>>>>>

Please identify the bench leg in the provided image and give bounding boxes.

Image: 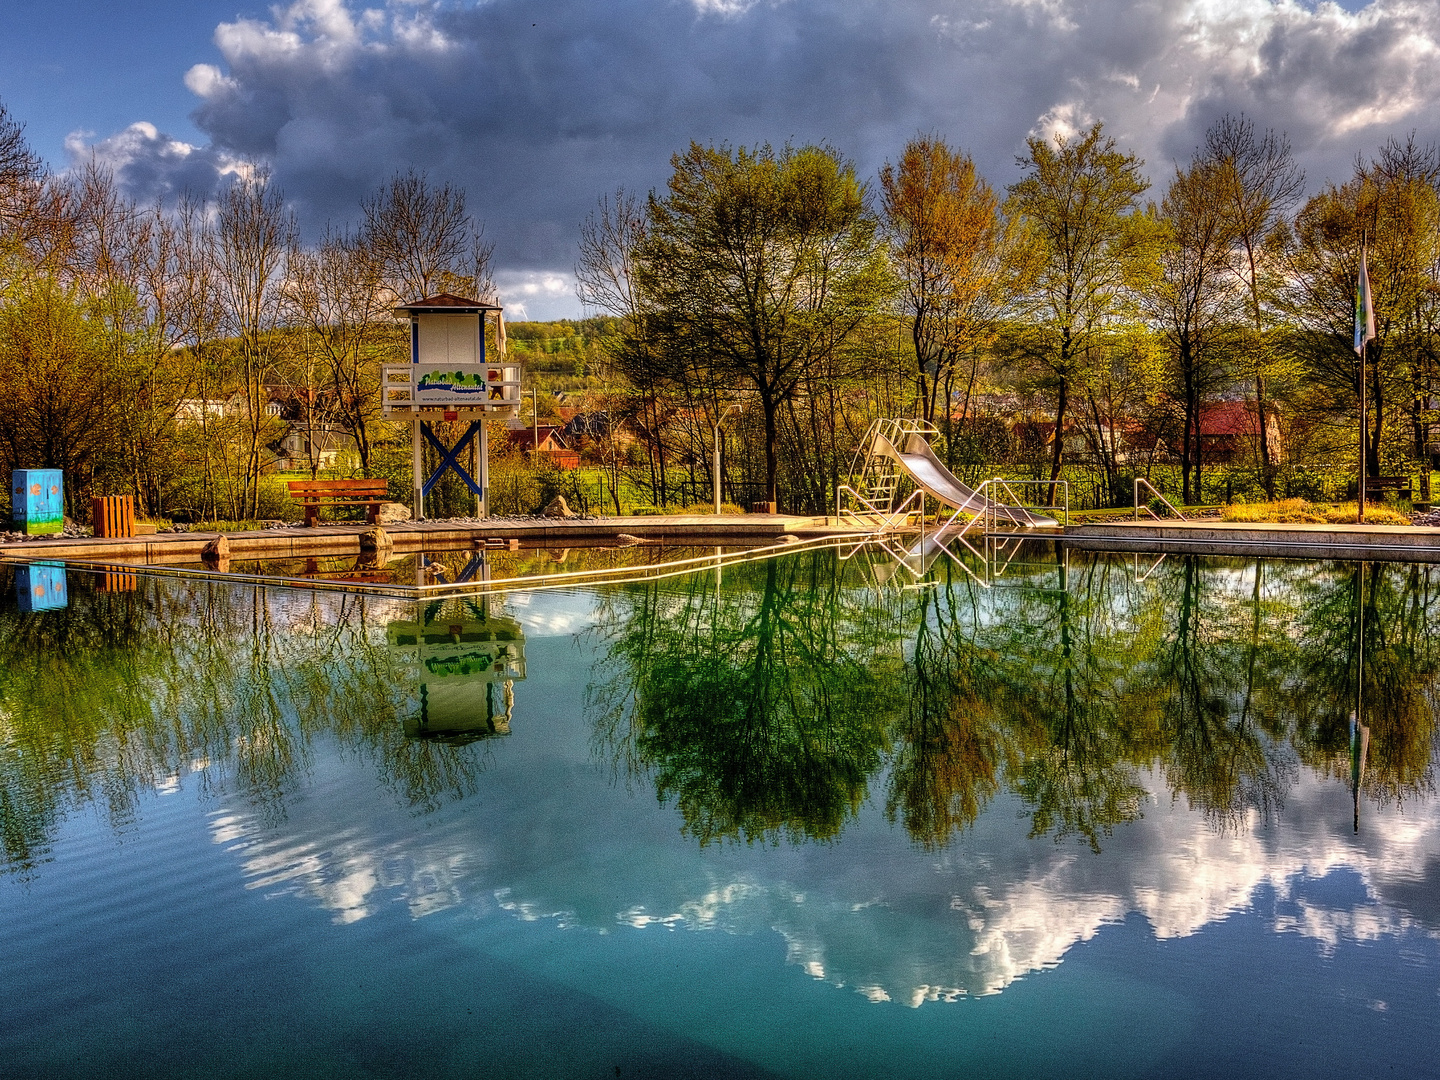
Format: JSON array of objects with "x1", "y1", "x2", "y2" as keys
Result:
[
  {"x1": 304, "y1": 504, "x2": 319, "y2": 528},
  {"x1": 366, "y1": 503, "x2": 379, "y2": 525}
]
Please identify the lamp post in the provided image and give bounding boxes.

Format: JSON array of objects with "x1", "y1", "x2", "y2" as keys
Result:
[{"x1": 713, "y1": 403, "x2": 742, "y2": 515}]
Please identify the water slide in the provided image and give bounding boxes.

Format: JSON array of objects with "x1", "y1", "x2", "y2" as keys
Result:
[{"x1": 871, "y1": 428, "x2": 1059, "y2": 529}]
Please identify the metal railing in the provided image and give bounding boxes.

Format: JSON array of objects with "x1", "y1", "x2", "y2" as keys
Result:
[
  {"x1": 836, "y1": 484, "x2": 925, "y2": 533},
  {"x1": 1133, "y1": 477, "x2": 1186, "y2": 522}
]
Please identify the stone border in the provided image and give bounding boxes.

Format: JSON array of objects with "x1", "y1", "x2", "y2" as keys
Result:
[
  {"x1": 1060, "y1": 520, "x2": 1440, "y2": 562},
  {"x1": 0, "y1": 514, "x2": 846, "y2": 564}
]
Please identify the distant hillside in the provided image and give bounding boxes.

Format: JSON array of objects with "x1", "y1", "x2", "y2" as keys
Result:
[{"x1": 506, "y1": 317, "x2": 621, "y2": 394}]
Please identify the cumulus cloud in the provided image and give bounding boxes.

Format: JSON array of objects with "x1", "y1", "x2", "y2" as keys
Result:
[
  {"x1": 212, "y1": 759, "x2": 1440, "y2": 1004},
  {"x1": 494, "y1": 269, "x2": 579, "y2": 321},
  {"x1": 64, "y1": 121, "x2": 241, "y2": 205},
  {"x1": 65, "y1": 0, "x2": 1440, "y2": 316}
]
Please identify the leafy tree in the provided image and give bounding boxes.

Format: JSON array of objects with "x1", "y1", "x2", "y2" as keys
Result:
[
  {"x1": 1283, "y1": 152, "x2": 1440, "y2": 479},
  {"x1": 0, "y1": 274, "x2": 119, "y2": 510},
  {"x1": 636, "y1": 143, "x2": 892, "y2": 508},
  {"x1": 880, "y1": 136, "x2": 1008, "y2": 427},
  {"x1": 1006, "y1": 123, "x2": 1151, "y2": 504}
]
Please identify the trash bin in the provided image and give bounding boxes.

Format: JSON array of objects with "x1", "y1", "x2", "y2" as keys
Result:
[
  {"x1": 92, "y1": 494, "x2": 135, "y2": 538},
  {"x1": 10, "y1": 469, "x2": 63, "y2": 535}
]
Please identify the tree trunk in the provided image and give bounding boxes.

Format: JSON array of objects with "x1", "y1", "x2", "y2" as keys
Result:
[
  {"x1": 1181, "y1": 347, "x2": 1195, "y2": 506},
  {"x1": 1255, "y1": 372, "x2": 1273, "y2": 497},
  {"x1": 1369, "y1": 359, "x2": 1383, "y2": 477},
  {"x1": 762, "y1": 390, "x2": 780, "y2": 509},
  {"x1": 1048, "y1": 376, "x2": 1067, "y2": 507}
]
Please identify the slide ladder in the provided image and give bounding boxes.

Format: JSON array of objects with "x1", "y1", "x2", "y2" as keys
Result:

<<<<<

• PROBLEM REQUIREMENTS
In your transcription of the listing above, match each line exactly and include no pictures.

• TASK RESULT
Please identify the bench leg in the provided image and give bounding boxes.

Image: 
Format: JSON array of objects with "x1", "y1", "x2", "y2" as keys
Result:
[
  {"x1": 304, "y1": 504, "x2": 319, "y2": 528},
  {"x1": 366, "y1": 503, "x2": 379, "y2": 525}
]
Please identify the lamp post in the provided image and give bounding boxes.

Format: JSON array of objects with "x1", "y1", "x2", "y2" as keys
Result:
[{"x1": 713, "y1": 403, "x2": 742, "y2": 515}]
Please identify the water slide in the provided image and give bounding boxes.

Format: JSON array of objects with "x1", "y1", "x2", "y2" as keys
Result:
[{"x1": 871, "y1": 428, "x2": 1059, "y2": 529}]
Please identify the metal railing in the provided image and give bounding boxes.

Format: JSON array of objects with "x1", "y1", "x2", "y2" as keys
Result:
[
  {"x1": 836, "y1": 484, "x2": 925, "y2": 533},
  {"x1": 1133, "y1": 477, "x2": 1186, "y2": 522}
]
Please identify the stone border in the provided image and give bounding boxes.

Format: JSON array of objects with "x1", "y1", "x2", "y2" as keys
Result:
[
  {"x1": 1060, "y1": 520, "x2": 1440, "y2": 562},
  {"x1": 0, "y1": 514, "x2": 846, "y2": 564}
]
Please identify the distant hillside in the provided image and give bounding boxes.

Format: JSON array of objects with "x1", "y1", "x2", "y2" as keys
Result:
[{"x1": 506, "y1": 317, "x2": 621, "y2": 394}]
Please identify the cumulus cloud in the provided image and give bounding boxes.

Format: JSON array of objects with "x1", "y1", "x2", "y2" as keys
Result:
[
  {"x1": 212, "y1": 759, "x2": 1440, "y2": 1004},
  {"x1": 494, "y1": 269, "x2": 579, "y2": 321},
  {"x1": 64, "y1": 121, "x2": 241, "y2": 205},
  {"x1": 65, "y1": 0, "x2": 1440, "y2": 316}
]
Please identify the leafy tree in the provided image and give bounding boxes.

Format: JSON array of objects with "x1", "y1", "x2", "y2" as keys
Result:
[
  {"x1": 1283, "y1": 152, "x2": 1440, "y2": 479},
  {"x1": 0, "y1": 274, "x2": 119, "y2": 510},
  {"x1": 636, "y1": 143, "x2": 892, "y2": 508},
  {"x1": 880, "y1": 136, "x2": 1008, "y2": 427},
  {"x1": 1006, "y1": 123, "x2": 1151, "y2": 504}
]
Please identify the trash bin in the provided image and give bounding boxes.

Format: JSON array of objects with "x1", "y1", "x2", "y2" as keys
Result:
[
  {"x1": 92, "y1": 494, "x2": 135, "y2": 538},
  {"x1": 10, "y1": 469, "x2": 63, "y2": 535}
]
Please identify the tree trunk in the provided image and give bounding boxes.

Format: JSON array of objects with "x1", "y1", "x2", "y2" as keys
Result:
[
  {"x1": 1181, "y1": 347, "x2": 1195, "y2": 506},
  {"x1": 1255, "y1": 372, "x2": 1273, "y2": 497},
  {"x1": 1369, "y1": 359, "x2": 1383, "y2": 477},
  {"x1": 762, "y1": 390, "x2": 780, "y2": 509},
  {"x1": 1048, "y1": 376, "x2": 1067, "y2": 507}
]
Please identify the slide ladder in the provided image and give bounding boxes.

Format: JSON array of objects with "x1", "y1", "x2", "y2" as keys
Result:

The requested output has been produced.